_Short task_
Arrange each line of the rows below as a Markdown table with the columns "No." and "Line", skipping blank lines. Leave the pictures out of the answer.

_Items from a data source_
• • •
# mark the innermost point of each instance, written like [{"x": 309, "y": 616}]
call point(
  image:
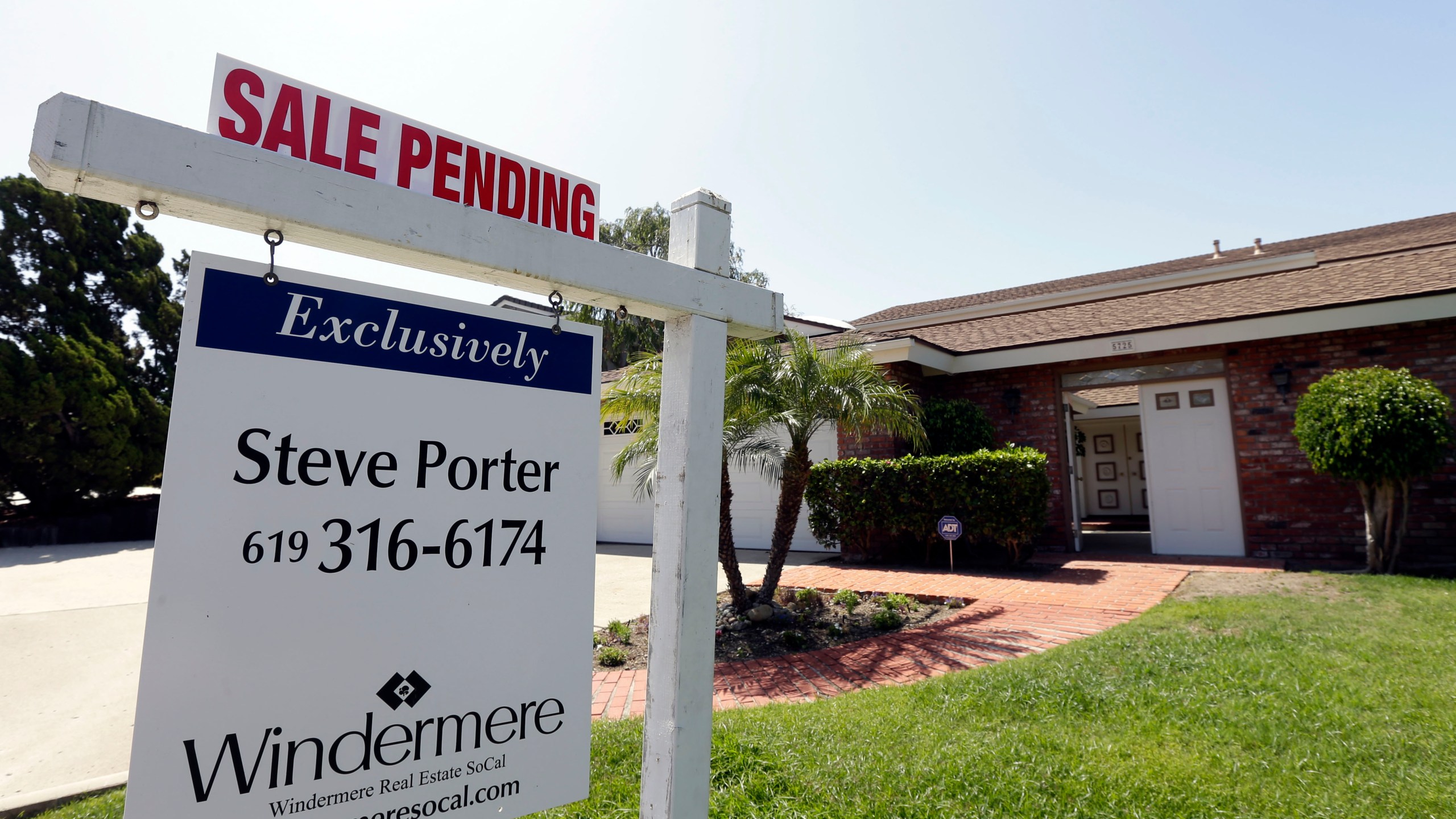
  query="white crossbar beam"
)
• • •
_Solution to this problem_
| No. | Line |
|---|---|
| 1 | # mark the innermost point of each instance, written like [{"x": 309, "y": 616}] |
| 2 | call point( |
| 3 |   image: |
| 4 |   query="white crossbar beam" |
| 5 | ) |